*** Opening The records ***

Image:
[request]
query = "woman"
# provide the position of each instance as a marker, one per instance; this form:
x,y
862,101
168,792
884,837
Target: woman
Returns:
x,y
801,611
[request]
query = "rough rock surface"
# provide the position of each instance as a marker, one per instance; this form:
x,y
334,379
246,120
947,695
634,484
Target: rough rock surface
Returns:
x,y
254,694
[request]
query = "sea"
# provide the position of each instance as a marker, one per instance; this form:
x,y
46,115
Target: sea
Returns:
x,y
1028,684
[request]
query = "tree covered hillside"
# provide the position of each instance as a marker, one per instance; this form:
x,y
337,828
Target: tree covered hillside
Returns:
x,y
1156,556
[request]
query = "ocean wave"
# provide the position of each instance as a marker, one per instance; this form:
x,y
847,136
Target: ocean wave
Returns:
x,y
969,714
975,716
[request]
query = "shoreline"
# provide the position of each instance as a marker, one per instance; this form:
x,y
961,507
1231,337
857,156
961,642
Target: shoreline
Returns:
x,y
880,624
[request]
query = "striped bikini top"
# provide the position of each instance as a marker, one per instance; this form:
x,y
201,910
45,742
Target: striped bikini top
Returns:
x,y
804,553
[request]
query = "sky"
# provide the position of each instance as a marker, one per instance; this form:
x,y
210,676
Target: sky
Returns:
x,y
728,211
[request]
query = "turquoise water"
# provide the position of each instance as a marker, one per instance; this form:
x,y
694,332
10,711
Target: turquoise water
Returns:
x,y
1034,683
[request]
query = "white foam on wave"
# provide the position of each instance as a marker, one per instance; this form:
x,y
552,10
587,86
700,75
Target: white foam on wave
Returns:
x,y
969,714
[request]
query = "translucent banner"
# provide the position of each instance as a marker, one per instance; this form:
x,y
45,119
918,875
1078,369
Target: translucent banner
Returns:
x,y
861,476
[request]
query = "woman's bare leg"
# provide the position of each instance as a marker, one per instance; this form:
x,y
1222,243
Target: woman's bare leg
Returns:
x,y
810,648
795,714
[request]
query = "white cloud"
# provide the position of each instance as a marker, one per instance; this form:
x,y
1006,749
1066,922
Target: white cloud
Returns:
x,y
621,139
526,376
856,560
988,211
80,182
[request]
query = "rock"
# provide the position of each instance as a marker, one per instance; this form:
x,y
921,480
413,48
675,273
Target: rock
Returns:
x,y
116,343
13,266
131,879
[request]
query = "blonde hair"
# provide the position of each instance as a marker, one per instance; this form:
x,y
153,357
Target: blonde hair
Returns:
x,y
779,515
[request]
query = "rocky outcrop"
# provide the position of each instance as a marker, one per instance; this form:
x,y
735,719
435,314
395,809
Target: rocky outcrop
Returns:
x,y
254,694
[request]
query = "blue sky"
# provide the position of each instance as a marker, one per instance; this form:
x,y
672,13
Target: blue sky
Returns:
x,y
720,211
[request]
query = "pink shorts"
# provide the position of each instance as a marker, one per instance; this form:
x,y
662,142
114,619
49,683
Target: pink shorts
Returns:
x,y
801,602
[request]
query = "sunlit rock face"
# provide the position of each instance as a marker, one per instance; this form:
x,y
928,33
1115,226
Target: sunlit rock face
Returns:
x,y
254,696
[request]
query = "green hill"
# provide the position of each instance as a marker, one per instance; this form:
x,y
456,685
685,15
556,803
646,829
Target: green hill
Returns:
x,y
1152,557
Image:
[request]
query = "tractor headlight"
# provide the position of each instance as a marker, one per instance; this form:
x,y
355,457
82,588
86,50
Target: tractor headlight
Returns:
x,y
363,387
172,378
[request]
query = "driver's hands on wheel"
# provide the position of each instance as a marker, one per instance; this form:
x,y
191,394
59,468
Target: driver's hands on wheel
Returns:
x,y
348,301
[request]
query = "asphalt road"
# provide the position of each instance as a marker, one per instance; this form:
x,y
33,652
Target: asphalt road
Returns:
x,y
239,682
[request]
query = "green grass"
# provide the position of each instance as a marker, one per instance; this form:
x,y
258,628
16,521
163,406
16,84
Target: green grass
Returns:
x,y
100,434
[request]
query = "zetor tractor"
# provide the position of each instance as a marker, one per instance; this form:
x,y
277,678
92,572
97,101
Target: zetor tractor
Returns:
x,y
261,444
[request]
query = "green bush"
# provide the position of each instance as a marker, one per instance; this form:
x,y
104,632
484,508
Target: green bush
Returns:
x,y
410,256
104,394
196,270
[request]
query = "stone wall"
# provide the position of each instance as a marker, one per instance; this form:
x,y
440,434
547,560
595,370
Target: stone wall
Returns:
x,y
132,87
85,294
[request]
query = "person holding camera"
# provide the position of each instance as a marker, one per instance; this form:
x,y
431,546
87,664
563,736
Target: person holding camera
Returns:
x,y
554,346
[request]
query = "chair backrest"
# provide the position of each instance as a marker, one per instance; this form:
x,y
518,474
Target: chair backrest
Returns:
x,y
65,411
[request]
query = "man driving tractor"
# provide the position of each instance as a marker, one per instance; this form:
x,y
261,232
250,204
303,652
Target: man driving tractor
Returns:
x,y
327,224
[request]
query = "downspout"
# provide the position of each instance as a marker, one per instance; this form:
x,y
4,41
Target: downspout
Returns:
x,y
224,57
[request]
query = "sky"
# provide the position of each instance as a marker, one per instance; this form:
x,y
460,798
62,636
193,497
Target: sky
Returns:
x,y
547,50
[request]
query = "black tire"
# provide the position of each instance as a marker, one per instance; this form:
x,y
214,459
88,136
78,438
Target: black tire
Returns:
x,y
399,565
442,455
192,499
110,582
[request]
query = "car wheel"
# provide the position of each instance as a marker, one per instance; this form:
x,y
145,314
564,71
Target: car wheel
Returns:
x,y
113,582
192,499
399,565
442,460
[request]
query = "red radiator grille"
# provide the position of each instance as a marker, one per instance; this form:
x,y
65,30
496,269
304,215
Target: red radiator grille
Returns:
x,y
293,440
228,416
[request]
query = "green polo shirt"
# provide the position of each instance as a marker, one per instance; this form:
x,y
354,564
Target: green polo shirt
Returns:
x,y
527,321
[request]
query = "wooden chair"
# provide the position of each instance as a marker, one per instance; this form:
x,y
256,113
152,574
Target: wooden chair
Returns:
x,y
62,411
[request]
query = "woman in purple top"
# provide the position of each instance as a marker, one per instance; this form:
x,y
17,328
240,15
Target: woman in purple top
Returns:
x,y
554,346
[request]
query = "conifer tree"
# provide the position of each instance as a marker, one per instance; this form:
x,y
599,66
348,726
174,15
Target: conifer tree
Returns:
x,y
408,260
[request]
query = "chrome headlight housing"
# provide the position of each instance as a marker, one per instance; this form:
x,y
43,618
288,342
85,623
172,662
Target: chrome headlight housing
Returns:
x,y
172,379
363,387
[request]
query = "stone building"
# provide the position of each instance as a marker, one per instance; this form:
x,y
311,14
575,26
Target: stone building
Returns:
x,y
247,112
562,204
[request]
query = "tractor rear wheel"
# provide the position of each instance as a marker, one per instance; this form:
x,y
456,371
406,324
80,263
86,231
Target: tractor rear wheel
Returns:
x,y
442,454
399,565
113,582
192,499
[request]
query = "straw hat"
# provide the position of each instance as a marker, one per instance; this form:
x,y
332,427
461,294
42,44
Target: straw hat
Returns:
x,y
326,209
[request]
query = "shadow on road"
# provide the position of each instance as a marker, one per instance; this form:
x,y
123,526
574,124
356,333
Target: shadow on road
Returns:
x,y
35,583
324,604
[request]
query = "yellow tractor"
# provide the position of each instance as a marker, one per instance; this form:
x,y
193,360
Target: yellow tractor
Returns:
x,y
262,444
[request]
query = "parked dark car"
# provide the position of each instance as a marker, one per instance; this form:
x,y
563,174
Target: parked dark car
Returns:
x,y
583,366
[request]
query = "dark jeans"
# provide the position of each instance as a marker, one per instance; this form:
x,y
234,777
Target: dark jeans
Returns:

*** Closing The records ***

Work task:
Return all lines from the entries that contain the string "backrest".

Finished exercise:
query = "chair backrest"
Target: chair backrest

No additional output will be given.